> **What you have to do**:
Which lines in the records below contain the word "metal"? Pick out each of them and copy it.

Data records
--- start ---

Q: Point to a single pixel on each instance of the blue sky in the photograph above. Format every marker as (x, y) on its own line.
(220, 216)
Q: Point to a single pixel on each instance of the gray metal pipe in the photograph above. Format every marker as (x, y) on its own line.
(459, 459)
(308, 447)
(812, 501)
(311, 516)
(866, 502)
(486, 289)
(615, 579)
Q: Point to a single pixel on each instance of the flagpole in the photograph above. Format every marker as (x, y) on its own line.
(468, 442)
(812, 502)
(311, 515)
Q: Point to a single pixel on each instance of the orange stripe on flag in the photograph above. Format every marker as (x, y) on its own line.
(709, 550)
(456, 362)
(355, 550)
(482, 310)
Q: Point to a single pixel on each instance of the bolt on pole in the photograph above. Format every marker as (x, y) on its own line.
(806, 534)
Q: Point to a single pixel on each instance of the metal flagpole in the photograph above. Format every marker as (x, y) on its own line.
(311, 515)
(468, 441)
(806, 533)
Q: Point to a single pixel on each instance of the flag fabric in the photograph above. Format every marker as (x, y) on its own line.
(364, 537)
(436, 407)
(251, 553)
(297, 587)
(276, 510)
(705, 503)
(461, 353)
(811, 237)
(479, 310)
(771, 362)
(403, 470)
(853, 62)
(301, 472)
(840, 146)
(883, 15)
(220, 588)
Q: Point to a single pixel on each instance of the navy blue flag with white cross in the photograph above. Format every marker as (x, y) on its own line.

--- end ---
--- start ---

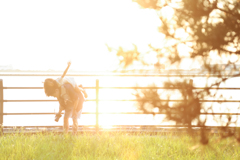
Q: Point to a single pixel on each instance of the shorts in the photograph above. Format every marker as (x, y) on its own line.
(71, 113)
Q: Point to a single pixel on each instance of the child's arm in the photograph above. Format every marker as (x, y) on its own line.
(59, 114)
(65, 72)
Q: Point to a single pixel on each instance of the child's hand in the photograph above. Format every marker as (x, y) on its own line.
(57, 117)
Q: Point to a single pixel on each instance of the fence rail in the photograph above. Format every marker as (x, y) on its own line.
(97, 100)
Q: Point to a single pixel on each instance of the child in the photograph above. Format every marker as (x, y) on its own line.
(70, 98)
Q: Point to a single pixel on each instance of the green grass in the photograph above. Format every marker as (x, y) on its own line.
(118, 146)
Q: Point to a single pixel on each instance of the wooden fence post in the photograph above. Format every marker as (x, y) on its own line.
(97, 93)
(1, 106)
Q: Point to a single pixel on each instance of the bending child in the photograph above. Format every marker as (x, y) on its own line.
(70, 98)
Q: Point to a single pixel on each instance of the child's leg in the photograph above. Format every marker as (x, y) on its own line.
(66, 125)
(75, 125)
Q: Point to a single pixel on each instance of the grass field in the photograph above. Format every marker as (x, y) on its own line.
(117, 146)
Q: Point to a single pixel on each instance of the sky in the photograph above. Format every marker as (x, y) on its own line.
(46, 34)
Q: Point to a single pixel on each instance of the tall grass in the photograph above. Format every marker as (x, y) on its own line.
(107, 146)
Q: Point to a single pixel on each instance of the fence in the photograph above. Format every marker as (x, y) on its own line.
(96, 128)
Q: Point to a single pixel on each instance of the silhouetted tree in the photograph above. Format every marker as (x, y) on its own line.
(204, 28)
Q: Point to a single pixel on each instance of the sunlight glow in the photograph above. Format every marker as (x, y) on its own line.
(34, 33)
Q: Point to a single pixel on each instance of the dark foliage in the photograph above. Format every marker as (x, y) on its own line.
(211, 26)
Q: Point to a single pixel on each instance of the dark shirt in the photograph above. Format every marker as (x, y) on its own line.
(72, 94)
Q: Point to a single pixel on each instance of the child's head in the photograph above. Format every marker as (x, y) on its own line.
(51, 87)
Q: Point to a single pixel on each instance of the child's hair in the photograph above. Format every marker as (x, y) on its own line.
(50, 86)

--- end ---
--- start ---

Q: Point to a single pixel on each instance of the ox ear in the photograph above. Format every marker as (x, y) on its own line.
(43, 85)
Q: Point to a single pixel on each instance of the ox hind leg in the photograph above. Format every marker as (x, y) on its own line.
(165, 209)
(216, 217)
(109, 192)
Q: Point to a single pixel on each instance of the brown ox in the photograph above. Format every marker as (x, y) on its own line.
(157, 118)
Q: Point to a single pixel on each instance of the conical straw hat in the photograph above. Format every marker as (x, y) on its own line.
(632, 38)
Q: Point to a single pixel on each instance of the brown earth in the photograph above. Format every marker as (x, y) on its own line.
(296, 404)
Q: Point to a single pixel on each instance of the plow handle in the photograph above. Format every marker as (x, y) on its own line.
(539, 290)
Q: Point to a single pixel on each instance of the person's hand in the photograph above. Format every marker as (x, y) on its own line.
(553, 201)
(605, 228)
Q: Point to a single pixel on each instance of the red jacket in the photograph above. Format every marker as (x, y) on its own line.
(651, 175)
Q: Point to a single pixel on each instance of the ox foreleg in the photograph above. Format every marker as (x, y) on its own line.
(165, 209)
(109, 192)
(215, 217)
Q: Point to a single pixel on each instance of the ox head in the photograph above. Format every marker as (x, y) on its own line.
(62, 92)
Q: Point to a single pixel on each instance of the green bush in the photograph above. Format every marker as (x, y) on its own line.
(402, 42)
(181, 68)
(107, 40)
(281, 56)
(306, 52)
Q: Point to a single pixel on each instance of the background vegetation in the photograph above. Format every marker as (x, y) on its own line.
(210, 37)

--- end ---

> **Written solution**:
Q: Point to a single pixel on each instance of the gray metal pipe in the photograph above. Format every marker as (x, y) on its own line.
Q: Point to a single pixel on each instance of the metal flagpole in the photograph above. Format every marker as (x, y) on its own line.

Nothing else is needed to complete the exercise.